The Importance of Choosing Alone Time Sometimes
Quality time on your own as well as in community is crucial to your well-being
Knowing how to be solitary is central to the art of loving. When we can be alone, we can be with others without using them as a means of escape.
― bell hooks
Last Tuesday night I chose to take myself to dinner and a movie. I brought along a book which I read while I was waiting for my dinner, but I had no desire to split my attention any further. My phone stayed in my purse. I didn’t message, email, or call anyone. I didn’t consume snippets of other people’s thoughts about problems great and small, read their jokes, or look at their cute animals. I didn’t want to give away my attention as a means to fill the fifteen minutes between placing an order for chicken enchiladas con mole and having a comforting plate of food slid in front of me. I did not feel the need to escape myself.
While being alone can be painful and bring up feelings of loneliness and isolation, choosing to spend time alone can be calming and improve your experiences in community as well. I was tickled by my choice to take myself out as it had been a while, and it something I enjoy.
Once my dinner arrived, I closed my book and settled into my own thoughts about nothing in particular as the din of my fellow diners talking and eating rumbled under the Mexican dance music, and sharp clanks and hisses from the kitchen cut through it all. Neon colored lights beckoned me to consider all the types of margaritas on offer and I thought about which I might like if I felt like having one in the future. Despite the volume of the music and all the visual stimuli, I felt relaxed. Later, as I sat alone in the movie theater I spent ten minutes with my book closed in my lap, hanging out with my thoughts, waiting for the previews to start. A group of seniors behind me made fun of their friend who said “dungarees” instead of “jeans,” which transported me into a few minutes of enjoyable reverie. I really appreciated spending the evening with myself. This isn’t new for me, although it had been awhile since I made the time.

§ RECORDS SUPPLIED
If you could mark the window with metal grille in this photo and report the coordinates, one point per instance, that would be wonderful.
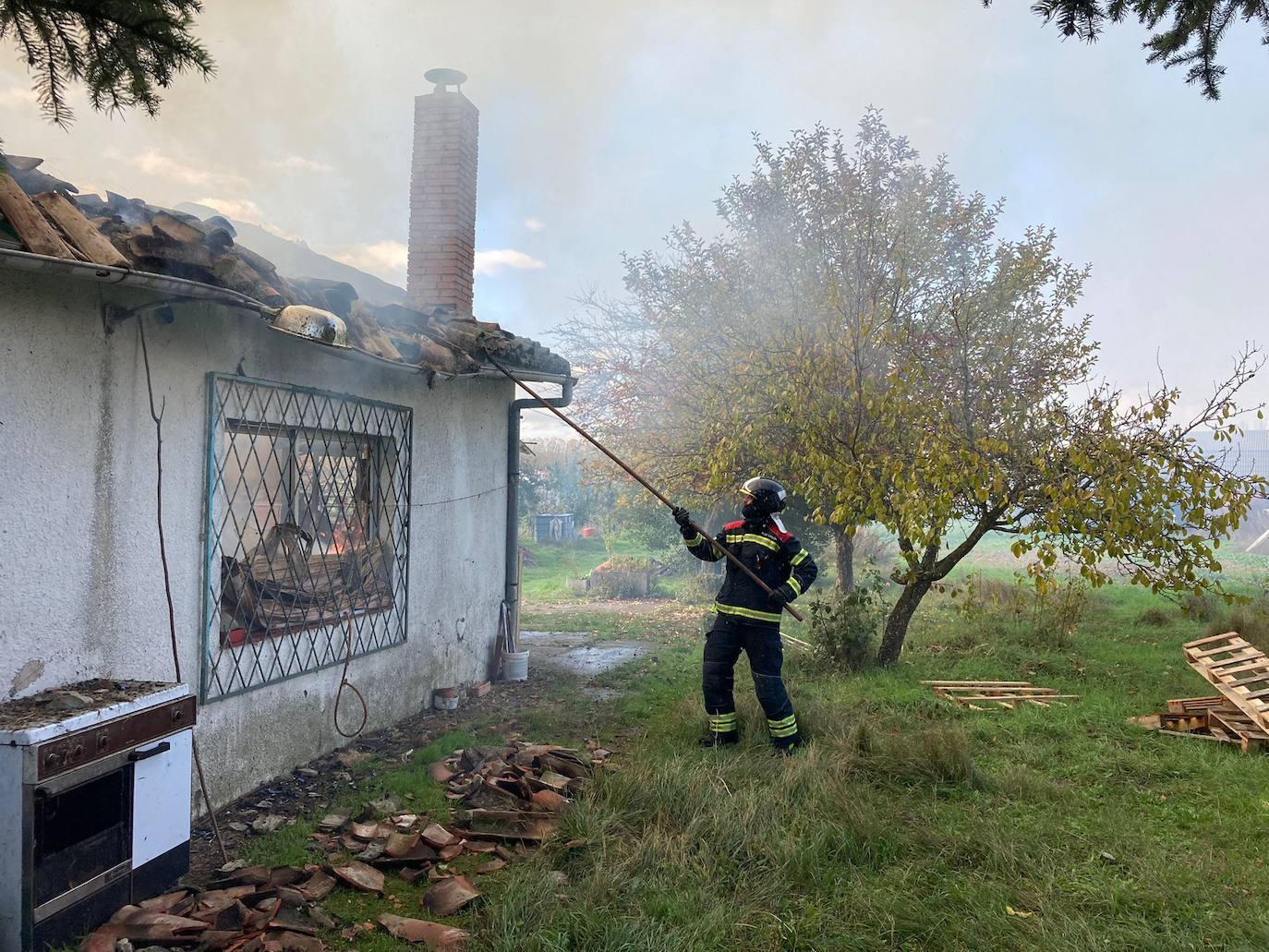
(308, 531)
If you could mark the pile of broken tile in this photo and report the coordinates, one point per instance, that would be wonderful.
(506, 801)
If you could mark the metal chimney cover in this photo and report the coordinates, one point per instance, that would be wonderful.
(441, 78)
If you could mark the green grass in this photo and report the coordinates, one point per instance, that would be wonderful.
(545, 580)
(906, 824)
(910, 824)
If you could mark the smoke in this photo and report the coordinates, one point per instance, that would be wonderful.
(616, 121)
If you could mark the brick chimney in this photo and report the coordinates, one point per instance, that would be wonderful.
(443, 196)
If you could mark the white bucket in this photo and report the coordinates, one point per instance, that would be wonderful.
(515, 666)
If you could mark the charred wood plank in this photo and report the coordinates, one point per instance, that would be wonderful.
(80, 231)
(36, 234)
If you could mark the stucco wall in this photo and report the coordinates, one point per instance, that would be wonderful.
(80, 580)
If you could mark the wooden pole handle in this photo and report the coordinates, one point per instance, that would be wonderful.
(644, 483)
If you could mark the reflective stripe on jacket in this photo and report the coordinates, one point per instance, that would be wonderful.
(772, 555)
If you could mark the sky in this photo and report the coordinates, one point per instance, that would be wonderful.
(604, 125)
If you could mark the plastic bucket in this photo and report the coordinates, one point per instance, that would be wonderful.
(515, 666)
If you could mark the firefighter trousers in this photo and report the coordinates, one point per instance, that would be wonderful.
(723, 644)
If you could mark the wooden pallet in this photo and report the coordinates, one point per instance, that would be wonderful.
(1190, 722)
(1193, 705)
(997, 694)
(1234, 726)
(1238, 669)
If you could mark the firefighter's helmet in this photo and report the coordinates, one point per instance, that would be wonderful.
(767, 495)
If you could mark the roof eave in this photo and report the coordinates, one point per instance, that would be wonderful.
(194, 290)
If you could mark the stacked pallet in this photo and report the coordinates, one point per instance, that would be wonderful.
(1239, 714)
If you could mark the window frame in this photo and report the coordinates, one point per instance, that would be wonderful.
(393, 448)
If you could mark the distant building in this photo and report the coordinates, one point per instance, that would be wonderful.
(553, 527)
(311, 464)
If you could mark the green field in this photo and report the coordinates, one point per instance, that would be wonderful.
(906, 824)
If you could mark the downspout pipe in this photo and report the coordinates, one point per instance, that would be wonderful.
(513, 488)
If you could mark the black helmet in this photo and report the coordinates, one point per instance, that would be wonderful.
(767, 494)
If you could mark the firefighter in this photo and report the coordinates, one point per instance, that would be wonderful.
(747, 619)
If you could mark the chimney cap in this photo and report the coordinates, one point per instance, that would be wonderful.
(443, 78)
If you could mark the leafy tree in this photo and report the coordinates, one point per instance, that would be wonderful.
(1187, 32)
(678, 366)
(912, 369)
(123, 51)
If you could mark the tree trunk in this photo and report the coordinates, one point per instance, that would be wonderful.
(844, 539)
(898, 620)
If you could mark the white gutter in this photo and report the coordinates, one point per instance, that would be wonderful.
(197, 290)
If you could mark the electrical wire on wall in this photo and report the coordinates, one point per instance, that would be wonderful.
(345, 684)
(156, 416)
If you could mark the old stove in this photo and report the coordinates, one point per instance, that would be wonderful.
(94, 805)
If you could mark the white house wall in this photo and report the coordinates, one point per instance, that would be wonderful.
(80, 580)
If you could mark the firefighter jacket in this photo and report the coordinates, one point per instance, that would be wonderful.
(773, 555)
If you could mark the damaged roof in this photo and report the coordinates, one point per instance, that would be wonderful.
(47, 216)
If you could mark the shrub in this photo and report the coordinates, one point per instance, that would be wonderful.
(699, 588)
(1059, 610)
(1201, 607)
(621, 576)
(844, 625)
(1047, 613)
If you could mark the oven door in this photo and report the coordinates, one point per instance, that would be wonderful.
(162, 791)
(80, 834)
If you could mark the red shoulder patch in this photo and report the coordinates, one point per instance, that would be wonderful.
(782, 536)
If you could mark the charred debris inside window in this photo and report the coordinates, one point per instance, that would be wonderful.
(308, 531)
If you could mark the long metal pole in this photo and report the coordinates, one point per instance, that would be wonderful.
(641, 481)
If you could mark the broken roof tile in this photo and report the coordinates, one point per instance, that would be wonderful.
(175, 244)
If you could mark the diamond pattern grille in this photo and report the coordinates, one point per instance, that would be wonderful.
(308, 531)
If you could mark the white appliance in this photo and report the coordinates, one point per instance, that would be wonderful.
(94, 805)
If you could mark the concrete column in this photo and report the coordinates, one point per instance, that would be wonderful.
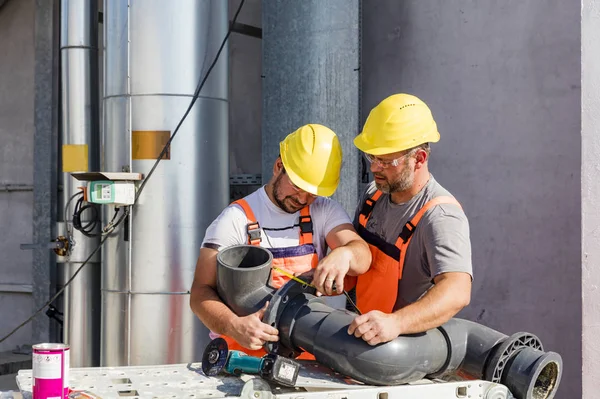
(590, 195)
(311, 75)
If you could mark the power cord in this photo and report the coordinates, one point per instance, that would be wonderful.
(110, 227)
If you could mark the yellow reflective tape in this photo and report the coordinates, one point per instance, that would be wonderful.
(75, 158)
(148, 144)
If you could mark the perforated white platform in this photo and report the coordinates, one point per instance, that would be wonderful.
(314, 381)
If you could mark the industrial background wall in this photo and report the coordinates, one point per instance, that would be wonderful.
(16, 166)
(503, 81)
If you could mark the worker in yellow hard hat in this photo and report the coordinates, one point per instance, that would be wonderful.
(417, 232)
(292, 217)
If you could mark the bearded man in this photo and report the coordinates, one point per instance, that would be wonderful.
(293, 219)
(418, 234)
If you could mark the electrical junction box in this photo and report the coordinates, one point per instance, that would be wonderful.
(111, 192)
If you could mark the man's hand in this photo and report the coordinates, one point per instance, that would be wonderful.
(250, 332)
(375, 327)
(331, 270)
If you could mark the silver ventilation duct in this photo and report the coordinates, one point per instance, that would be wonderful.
(155, 53)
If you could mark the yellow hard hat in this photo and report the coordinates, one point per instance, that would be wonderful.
(312, 157)
(397, 123)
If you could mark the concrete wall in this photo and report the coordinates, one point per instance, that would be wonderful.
(245, 88)
(590, 194)
(16, 166)
(503, 81)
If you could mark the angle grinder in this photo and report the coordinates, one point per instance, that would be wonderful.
(218, 359)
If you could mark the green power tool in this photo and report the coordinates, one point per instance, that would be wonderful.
(218, 359)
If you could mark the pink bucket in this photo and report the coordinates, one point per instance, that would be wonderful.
(50, 371)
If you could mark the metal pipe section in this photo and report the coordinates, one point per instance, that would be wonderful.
(241, 277)
(80, 144)
(457, 348)
(155, 53)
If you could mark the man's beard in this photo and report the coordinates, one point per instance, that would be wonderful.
(288, 204)
(402, 183)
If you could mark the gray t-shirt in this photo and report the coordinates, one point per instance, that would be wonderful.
(440, 242)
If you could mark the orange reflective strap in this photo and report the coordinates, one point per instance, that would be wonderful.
(367, 208)
(252, 228)
(306, 226)
(407, 233)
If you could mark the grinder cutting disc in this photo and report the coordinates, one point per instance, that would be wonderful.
(215, 357)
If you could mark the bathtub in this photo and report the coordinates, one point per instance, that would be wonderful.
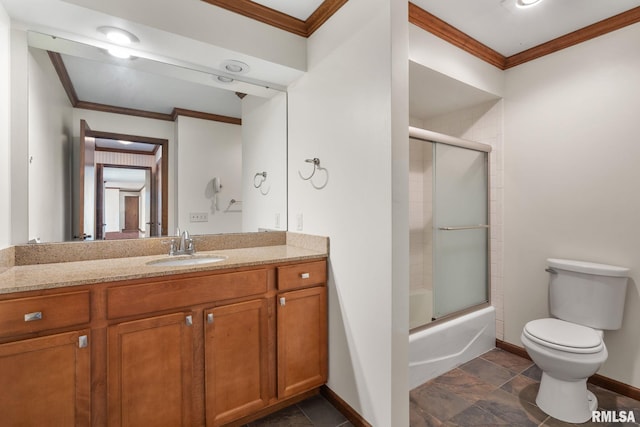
(436, 350)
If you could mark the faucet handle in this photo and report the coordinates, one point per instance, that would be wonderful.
(172, 246)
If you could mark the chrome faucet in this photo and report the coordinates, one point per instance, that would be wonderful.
(183, 246)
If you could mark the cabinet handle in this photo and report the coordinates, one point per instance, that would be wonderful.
(30, 317)
(83, 341)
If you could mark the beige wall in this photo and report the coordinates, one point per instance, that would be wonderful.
(572, 179)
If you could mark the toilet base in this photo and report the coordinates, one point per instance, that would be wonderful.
(568, 401)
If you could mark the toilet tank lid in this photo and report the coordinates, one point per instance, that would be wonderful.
(588, 267)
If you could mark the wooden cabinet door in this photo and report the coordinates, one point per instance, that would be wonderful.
(302, 340)
(150, 372)
(46, 381)
(236, 360)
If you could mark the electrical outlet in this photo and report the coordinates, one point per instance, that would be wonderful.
(198, 217)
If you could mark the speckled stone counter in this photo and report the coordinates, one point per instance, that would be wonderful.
(98, 264)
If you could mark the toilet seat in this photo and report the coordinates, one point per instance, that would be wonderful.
(564, 336)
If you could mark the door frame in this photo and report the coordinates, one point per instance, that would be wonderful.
(163, 145)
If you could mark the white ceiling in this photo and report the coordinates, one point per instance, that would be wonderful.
(499, 24)
(508, 29)
(300, 9)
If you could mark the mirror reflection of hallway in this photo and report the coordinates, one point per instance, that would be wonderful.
(122, 186)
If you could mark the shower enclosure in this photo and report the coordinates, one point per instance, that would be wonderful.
(449, 226)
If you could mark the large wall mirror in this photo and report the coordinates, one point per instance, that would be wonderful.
(133, 147)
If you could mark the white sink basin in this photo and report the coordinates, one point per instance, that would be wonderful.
(176, 261)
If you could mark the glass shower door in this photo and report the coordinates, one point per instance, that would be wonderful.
(461, 233)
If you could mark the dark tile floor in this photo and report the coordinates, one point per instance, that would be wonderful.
(497, 388)
(315, 412)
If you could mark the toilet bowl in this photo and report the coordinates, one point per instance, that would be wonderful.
(584, 299)
(568, 354)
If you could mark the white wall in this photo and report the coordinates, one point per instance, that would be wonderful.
(5, 102)
(264, 149)
(50, 138)
(19, 137)
(341, 112)
(572, 179)
(112, 209)
(441, 56)
(208, 149)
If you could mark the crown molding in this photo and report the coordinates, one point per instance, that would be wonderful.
(280, 20)
(65, 80)
(441, 29)
(446, 32)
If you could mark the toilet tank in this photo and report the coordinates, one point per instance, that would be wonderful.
(587, 293)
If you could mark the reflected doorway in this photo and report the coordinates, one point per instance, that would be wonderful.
(122, 186)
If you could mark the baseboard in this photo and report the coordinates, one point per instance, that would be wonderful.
(342, 406)
(597, 379)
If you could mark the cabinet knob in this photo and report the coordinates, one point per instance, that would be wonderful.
(83, 341)
(30, 317)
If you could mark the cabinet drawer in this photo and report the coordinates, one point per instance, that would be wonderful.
(132, 300)
(35, 314)
(301, 275)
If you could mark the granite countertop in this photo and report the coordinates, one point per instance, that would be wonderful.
(20, 278)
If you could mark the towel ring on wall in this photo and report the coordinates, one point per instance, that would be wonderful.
(316, 167)
(261, 180)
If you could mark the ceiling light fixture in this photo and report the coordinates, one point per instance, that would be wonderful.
(225, 79)
(527, 3)
(119, 52)
(118, 35)
(236, 67)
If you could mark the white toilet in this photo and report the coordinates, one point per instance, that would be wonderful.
(584, 299)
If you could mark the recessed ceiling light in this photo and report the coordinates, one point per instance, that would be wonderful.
(119, 52)
(118, 35)
(236, 67)
(527, 3)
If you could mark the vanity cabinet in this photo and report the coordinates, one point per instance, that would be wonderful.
(45, 374)
(302, 328)
(150, 370)
(236, 360)
(203, 348)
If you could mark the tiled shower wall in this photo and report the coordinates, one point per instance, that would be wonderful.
(481, 123)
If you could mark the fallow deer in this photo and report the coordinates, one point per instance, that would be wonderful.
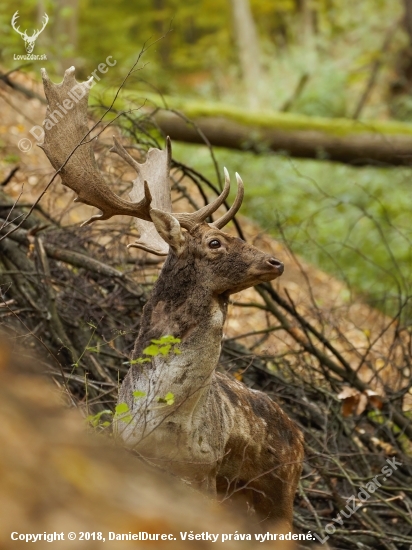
(29, 40)
(216, 433)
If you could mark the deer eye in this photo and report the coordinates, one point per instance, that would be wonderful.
(214, 244)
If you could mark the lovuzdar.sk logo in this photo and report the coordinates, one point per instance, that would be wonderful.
(29, 40)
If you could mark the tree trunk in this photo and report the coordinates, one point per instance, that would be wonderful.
(248, 50)
(307, 141)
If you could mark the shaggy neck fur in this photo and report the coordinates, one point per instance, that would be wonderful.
(181, 307)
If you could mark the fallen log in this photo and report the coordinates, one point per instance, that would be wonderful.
(357, 148)
(356, 142)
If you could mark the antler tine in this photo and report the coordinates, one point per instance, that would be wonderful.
(189, 220)
(230, 214)
(68, 146)
(13, 23)
(156, 172)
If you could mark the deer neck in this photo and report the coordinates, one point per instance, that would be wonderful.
(181, 307)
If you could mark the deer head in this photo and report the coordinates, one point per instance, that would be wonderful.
(222, 263)
(29, 41)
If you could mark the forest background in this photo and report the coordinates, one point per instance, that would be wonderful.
(320, 58)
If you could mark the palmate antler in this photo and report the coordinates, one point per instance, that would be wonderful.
(68, 146)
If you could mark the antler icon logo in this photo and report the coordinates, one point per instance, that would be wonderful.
(29, 41)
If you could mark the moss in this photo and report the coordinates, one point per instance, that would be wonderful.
(338, 127)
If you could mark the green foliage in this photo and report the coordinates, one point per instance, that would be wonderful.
(95, 420)
(351, 222)
(168, 399)
(163, 346)
(122, 413)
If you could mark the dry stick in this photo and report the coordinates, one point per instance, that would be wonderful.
(264, 289)
(375, 70)
(75, 259)
(62, 373)
(9, 177)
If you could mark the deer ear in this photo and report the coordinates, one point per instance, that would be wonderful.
(168, 228)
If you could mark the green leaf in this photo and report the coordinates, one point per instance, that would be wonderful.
(126, 419)
(164, 350)
(169, 398)
(122, 408)
(151, 350)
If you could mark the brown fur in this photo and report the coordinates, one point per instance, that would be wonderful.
(219, 435)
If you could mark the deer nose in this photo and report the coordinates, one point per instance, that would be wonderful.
(276, 263)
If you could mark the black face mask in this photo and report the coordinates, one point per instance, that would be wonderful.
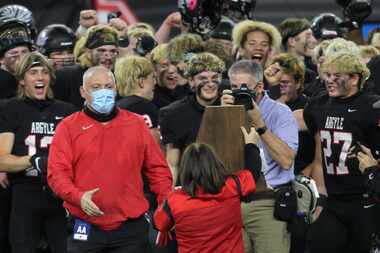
(274, 92)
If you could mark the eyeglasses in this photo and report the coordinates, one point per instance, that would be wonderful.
(102, 51)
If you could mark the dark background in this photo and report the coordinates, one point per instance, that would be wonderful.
(154, 11)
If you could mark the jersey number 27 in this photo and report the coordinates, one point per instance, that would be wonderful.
(344, 140)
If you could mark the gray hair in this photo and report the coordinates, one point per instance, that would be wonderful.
(247, 67)
(89, 72)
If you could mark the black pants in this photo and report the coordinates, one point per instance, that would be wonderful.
(131, 237)
(36, 213)
(343, 226)
(5, 208)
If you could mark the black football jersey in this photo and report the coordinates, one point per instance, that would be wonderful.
(342, 123)
(141, 106)
(33, 124)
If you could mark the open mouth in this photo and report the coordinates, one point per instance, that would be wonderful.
(39, 86)
(258, 57)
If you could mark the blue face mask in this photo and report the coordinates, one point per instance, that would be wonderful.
(103, 100)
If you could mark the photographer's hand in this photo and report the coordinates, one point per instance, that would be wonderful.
(273, 74)
(255, 116)
(227, 98)
(88, 18)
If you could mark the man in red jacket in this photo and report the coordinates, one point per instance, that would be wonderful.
(96, 163)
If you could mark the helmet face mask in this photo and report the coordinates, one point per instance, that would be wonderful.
(201, 16)
(57, 42)
(13, 34)
(21, 14)
(239, 10)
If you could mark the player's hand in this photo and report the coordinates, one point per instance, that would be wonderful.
(273, 74)
(87, 18)
(120, 25)
(39, 163)
(251, 137)
(255, 116)
(88, 206)
(365, 158)
(227, 98)
(174, 20)
(317, 213)
(4, 182)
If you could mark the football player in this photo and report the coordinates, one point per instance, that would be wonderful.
(339, 120)
(27, 125)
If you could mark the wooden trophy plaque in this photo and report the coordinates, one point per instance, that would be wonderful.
(220, 128)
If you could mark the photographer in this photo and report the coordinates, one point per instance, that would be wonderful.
(278, 129)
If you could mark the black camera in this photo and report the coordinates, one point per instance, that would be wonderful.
(244, 96)
(145, 44)
(356, 10)
(111, 15)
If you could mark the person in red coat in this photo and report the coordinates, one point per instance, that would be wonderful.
(205, 211)
(96, 163)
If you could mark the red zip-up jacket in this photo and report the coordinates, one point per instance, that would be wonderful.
(86, 154)
(208, 223)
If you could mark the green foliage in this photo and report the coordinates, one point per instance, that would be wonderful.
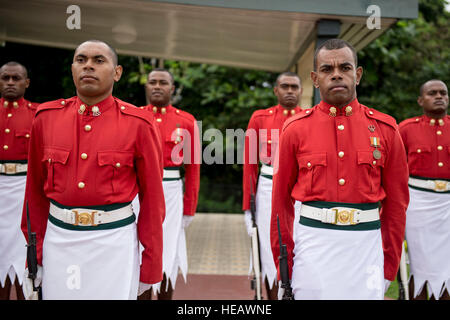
(410, 53)
(395, 65)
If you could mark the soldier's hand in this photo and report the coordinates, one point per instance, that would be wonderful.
(27, 286)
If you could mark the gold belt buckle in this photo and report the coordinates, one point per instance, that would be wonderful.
(10, 168)
(440, 185)
(344, 216)
(84, 218)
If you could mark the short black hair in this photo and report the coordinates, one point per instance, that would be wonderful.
(15, 64)
(287, 74)
(422, 87)
(164, 70)
(113, 51)
(334, 44)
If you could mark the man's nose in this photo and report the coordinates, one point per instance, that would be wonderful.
(89, 64)
(336, 74)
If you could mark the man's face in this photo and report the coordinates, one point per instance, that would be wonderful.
(13, 82)
(288, 91)
(159, 88)
(434, 98)
(336, 76)
(93, 70)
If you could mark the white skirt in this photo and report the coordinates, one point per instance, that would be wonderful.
(174, 236)
(428, 239)
(263, 215)
(337, 264)
(90, 265)
(13, 251)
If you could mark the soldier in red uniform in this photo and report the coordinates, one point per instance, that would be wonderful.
(261, 143)
(16, 115)
(341, 160)
(427, 143)
(181, 150)
(89, 156)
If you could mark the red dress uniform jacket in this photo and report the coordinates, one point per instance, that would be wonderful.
(261, 145)
(326, 158)
(86, 160)
(15, 128)
(427, 143)
(179, 132)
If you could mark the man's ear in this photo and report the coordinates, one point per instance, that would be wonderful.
(314, 78)
(420, 101)
(359, 72)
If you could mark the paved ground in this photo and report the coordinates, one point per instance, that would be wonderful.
(218, 256)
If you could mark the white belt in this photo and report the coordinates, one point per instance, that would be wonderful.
(435, 185)
(267, 170)
(340, 215)
(88, 217)
(12, 168)
(171, 174)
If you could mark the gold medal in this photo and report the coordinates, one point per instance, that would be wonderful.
(96, 111)
(333, 111)
(376, 154)
(82, 108)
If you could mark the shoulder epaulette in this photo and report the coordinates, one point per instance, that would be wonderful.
(132, 110)
(263, 112)
(304, 114)
(380, 116)
(409, 121)
(184, 114)
(55, 104)
(32, 105)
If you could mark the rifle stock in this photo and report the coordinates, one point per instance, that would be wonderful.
(32, 257)
(284, 268)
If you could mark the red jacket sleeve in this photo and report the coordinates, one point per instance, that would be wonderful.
(192, 173)
(285, 177)
(149, 167)
(394, 205)
(251, 160)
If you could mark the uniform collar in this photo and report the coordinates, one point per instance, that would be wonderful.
(12, 104)
(287, 112)
(334, 111)
(95, 109)
(161, 110)
(435, 122)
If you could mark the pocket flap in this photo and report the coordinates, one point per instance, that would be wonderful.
(311, 160)
(113, 158)
(52, 154)
(367, 157)
(23, 133)
(420, 149)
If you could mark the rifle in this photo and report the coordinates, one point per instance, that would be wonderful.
(284, 268)
(402, 277)
(32, 259)
(255, 283)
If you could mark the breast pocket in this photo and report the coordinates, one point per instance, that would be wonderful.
(419, 156)
(115, 172)
(267, 148)
(313, 172)
(23, 138)
(55, 161)
(370, 170)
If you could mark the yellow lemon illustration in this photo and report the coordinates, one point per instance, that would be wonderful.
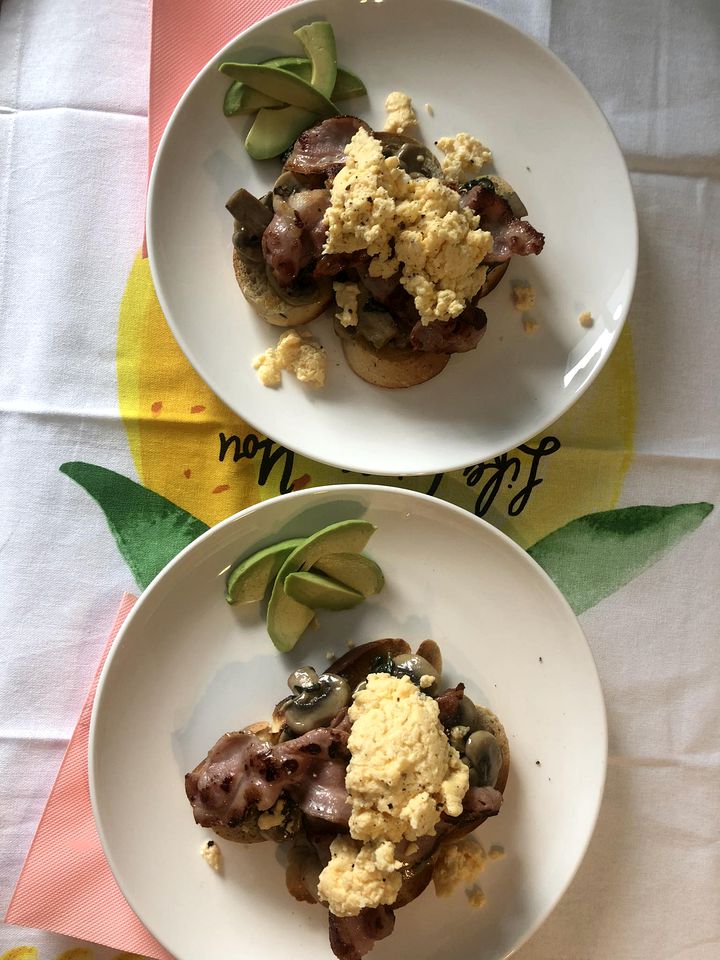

§ REQUIRED ACTIONS
1. In the essay on choosing alone time, what dish did the writer order for dinner?
2. Write the next part of the essay on choosing alone time, picking up after its final sentence.
The records have no connection to the essay on choosing alone time.

§ EXPECTED RESPONSES
1. Chicken enchiladas con mole.

2.
I am an only child. My childhood was filled with alone time. As one psychologist said in an interview with Lauren Sandler the author of One and Only: The Freedom of Having an Only Child and the Joy of Being One, “it has been found that only children tend to have stronger primary relationships with themselves. And nothing provides better armor against loneliness.” But that doesn’t mean folks cannot cultivate deep relationships with themselves as adults, even adults with siblings.
College was a novel experience for me as an only child. Suddenly I shared a bedroom and bathrooms with my closest confidants. I got used to a built-in social life at home. But after I graduated college in 2000, I lived on my own in Cambridge MA and had a limited social life for the first few months. I worked at Harvard’s rare book and manuscript library with mostly introverts old enough to be my parent or grandparent. My best friend lived two T stops away, but was often in Oklahoma visiting her fiance. I spent a lot of time alone, and sometimes I was lonely, but most of the time I just hung out with myself. It looked a little different from when I was a kid and would dance around to Madonna and draw pictures depicting trees, rainbows, and hearts — but not that different. I would put on music and cook for myself in my small kitchen; a couple of nights per week I stopped at my local video store on my way home from work and I rented mostly independent movies, and I watched them at home alone. I read voraciously. I made a lot of collages and I took self portraits with my 35mm camera. My favorite series was lit by refrigerator light. None of the art I made was for anyone else. I just liked doing it. I took myself to lunch at a Pho place in Harvard Square and I took myself to dinner at a Mexican restaurant in Central Square. I would order chicken enchiladas con mole. Yes, that has been my order since then. Sometimes, I brought a book and a cell phone, but my simple Nokia was only for emergencies.
Now as an adult nearly a quarter century later, I have more responsibilities and a smartphone, and I can recognize that the shape of my post collegiate year in Cambridge made ample space for me to cultivate a deep friendship with myself as a young adult in the world. It was good for my wellness.
In my professional wellness circles we stress community action and systemic change as fundamental to people’s well being. We know that public health is inseparable from dismantling systemic bigotries like racism, sexism, homophobia, transphobia, ableism, and ageism. We do not think of wellness as an individualistic pursuit. We understand that thriving takes a village. That doesn’t mean we shouldn’t ever choose to spend time alone.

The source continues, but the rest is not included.